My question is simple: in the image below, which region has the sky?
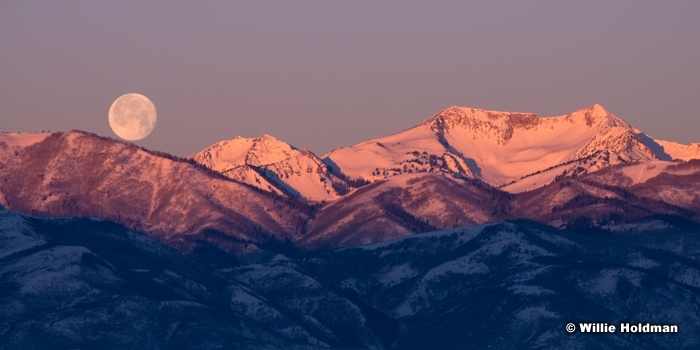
[0,0,700,156]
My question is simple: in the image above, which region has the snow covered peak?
[326,104,676,192]
[192,134,347,201]
[192,134,296,172]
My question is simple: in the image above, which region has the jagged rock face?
[192,135,347,202]
[325,105,700,192]
[0,132,306,249]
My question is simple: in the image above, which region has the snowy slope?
[655,139,700,160]
[324,105,700,192]
[191,135,345,201]
[0,131,304,247]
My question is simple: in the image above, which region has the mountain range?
[0,105,700,349]
[0,105,700,251]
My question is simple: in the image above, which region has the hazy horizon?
[0,0,700,155]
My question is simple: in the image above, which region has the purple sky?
[0,0,700,155]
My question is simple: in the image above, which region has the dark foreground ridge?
[0,210,700,349]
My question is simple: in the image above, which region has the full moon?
[109,93,158,141]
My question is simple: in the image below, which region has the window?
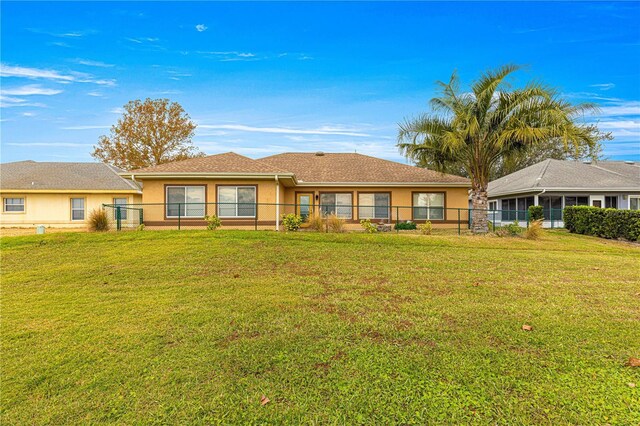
[166,186,205,218]
[113,198,127,220]
[502,198,518,221]
[320,193,353,219]
[564,197,589,207]
[604,195,618,209]
[518,197,534,220]
[4,198,24,213]
[71,198,84,220]
[413,192,444,220]
[218,186,256,217]
[538,196,562,220]
[358,193,391,219]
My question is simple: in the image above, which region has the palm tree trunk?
[471,185,489,234]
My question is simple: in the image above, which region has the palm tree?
[398,65,598,233]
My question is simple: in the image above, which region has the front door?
[296,192,313,221]
[590,195,604,207]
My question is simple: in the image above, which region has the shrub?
[394,220,418,231]
[89,209,111,232]
[418,220,432,235]
[529,206,544,222]
[282,213,304,232]
[327,214,345,232]
[360,219,378,234]
[307,214,324,232]
[204,214,222,231]
[496,221,524,237]
[523,220,544,240]
[564,206,640,241]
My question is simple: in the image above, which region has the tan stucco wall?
[136,179,468,228]
[142,179,284,222]
[0,192,142,228]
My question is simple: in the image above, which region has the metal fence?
[103,203,564,233]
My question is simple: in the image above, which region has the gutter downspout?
[276,175,280,232]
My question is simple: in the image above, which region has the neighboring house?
[488,159,640,226]
[0,161,142,227]
[121,152,470,227]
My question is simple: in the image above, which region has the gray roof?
[0,161,140,191]
[488,159,640,197]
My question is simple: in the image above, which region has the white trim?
[2,197,27,214]
[164,185,207,219]
[216,185,258,219]
[69,197,87,222]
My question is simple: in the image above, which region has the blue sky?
[0,1,640,162]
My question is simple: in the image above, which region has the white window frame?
[2,197,25,214]
[358,192,391,220]
[216,185,258,219]
[113,197,129,220]
[319,192,353,220]
[411,192,447,221]
[69,197,87,222]
[164,185,207,219]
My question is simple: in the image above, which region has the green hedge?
[564,206,640,241]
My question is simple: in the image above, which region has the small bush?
[307,214,324,232]
[523,219,544,240]
[418,220,432,235]
[360,219,378,234]
[529,206,544,222]
[563,206,640,241]
[282,213,303,232]
[496,221,524,237]
[327,214,345,232]
[89,209,111,232]
[204,214,222,231]
[394,220,418,231]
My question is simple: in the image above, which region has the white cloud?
[589,83,616,90]
[0,64,75,81]
[0,64,116,86]
[71,58,115,68]
[7,142,91,148]
[1,84,62,96]
[62,126,111,130]
[198,124,371,137]
[195,50,258,62]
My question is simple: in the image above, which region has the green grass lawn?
[0,231,640,425]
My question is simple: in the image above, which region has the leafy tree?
[398,65,600,233]
[91,98,204,170]
[416,126,613,181]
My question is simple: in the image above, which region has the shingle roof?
[0,161,140,191]
[488,159,640,197]
[130,152,289,175]
[260,152,469,185]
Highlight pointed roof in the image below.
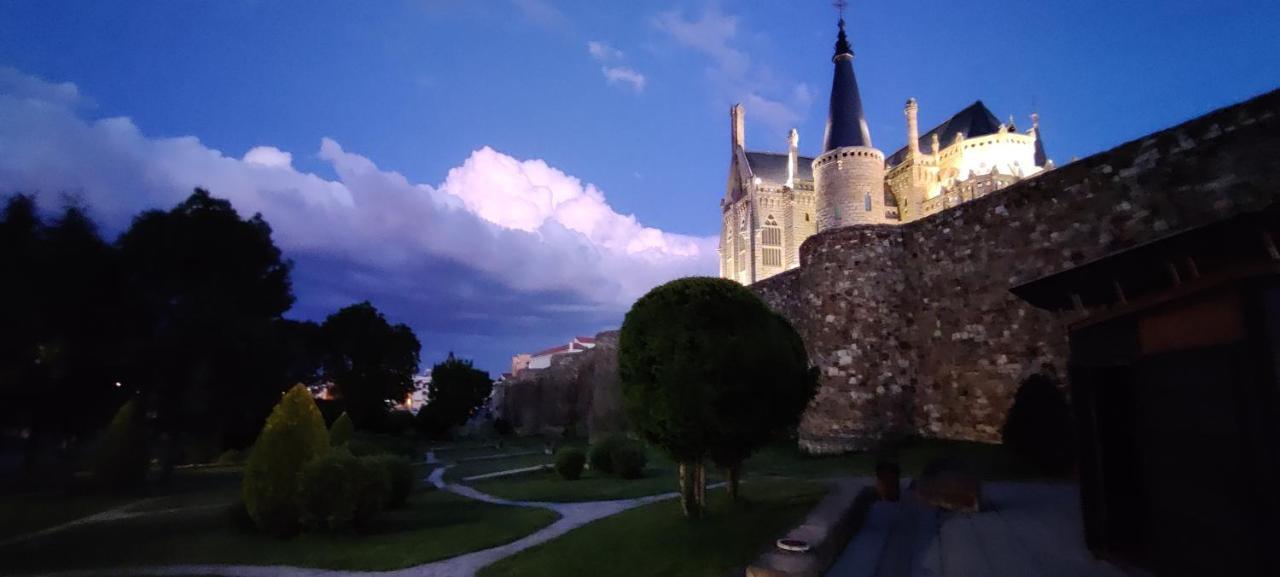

§

• [What is asked] Can you copy the rows word for word, starting at the one containing "has the window?" and ending at the one containing "[358,193,391,219]", and leave out the picture?

• [Exercise solution]
My question is simple: in the image below, which region has the window?
[166,186,205,218]
[113,198,127,220]
[502,198,518,221]
[320,193,353,219]
[564,197,589,207]
[604,195,618,209]
[518,197,534,220]
[4,198,24,213]
[71,198,84,220]
[413,192,444,220]
[218,186,256,217]
[538,196,562,220]
[358,193,391,219]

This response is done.